───── PROVIDED DATA

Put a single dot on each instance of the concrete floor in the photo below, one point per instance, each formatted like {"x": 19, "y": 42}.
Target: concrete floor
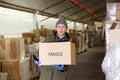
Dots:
{"x": 88, "y": 65}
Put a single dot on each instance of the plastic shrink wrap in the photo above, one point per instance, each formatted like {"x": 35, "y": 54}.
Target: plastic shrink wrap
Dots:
{"x": 111, "y": 63}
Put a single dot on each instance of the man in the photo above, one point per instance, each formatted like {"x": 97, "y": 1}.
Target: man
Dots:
{"x": 55, "y": 72}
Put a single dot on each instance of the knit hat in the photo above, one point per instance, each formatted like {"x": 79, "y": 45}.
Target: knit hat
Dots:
{"x": 62, "y": 21}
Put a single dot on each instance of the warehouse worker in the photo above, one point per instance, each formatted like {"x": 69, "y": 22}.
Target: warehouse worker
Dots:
{"x": 55, "y": 72}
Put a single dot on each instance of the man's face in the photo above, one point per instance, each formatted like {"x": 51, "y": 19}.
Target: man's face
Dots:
{"x": 61, "y": 29}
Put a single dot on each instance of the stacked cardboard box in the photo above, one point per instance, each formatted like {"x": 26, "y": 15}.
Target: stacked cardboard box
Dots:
{"x": 16, "y": 69}
{"x": 15, "y": 63}
{"x": 14, "y": 48}
{"x": 3, "y": 76}
{"x": 112, "y": 23}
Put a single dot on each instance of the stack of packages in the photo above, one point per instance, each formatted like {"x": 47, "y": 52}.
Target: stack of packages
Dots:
{"x": 111, "y": 62}
{"x": 14, "y": 65}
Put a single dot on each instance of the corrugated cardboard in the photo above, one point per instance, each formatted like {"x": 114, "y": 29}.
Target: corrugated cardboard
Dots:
{"x": 24, "y": 66}
{"x": 5, "y": 45}
{"x": 118, "y": 15}
{"x": 111, "y": 11}
{"x": 57, "y": 53}
{"x": 113, "y": 38}
{"x": 17, "y": 69}
{"x": 12, "y": 68}
{"x": 13, "y": 48}
{"x": 0, "y": 66}
{"x": 3, "y": 76}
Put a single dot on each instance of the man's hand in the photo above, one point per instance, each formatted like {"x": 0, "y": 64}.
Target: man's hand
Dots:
{"x": 59, "y": 67}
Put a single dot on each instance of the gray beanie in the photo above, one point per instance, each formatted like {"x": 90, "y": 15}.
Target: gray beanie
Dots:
{"x": 62, "y": 21}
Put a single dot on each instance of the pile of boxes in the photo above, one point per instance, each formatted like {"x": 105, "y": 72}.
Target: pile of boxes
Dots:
{"x": 80, "y": 39}
{"x": 15, "y": 65}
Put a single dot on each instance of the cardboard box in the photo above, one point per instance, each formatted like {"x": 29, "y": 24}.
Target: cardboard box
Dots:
{"x": 118, "y": 15}
{"x": 3, "y": 76}
{"x": 0, "y": 66}
{"x": 12, "y": 68}
{"x": 13, "y": 48}
{"x": 17, "y": 69}
{"x": 57, "y": 53}
{"x": 113, "y": 38}
{"x": 5, "y": 46}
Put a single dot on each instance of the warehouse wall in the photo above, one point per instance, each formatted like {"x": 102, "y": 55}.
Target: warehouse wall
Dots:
{"x": 13, "y": 22}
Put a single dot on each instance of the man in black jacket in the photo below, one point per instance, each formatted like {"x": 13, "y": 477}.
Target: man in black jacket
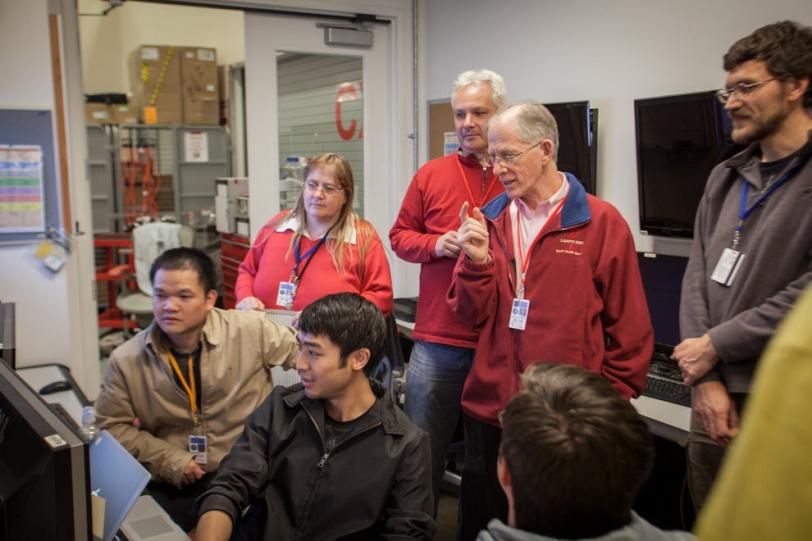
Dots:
{"x": 332, "y": 457}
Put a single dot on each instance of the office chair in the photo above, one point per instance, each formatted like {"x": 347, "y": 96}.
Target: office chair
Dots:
{"x": 149, "y": 241}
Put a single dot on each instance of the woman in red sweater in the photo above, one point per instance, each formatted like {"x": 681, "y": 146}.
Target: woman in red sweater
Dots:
{"x": 319, "y": 247}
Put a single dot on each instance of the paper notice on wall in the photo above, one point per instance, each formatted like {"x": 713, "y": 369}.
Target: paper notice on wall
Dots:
{"x": 196, "y": 145}
{"x": 22, "y": 204}
{"x": 450, "y": 143}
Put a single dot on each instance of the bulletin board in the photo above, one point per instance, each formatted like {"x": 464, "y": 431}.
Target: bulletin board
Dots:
{"x": 441, "y": 121}
{"x": 29, "y": 193}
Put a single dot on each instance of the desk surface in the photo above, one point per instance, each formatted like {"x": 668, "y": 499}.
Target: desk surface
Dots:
{"x": 668, "y": 420}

──────────

PROMPT — Starting at the line containing "Put a single dot on each instance of the desk" and ending at the end of the entries, rewrite every line with its request included, multiplying each answer coordinate by 0.45 and rounding to whole numbers, with halves going up. Leave the numbers in the requests and their format samples as they are.

CORRECT ANSWER —
Put a single dot on each instance of the desk surface in the photo above, one point per instance, each formatted like {"x": 668, "y": 499}.
Target: desk surface
Dots:
{"x": 301, "y": 189}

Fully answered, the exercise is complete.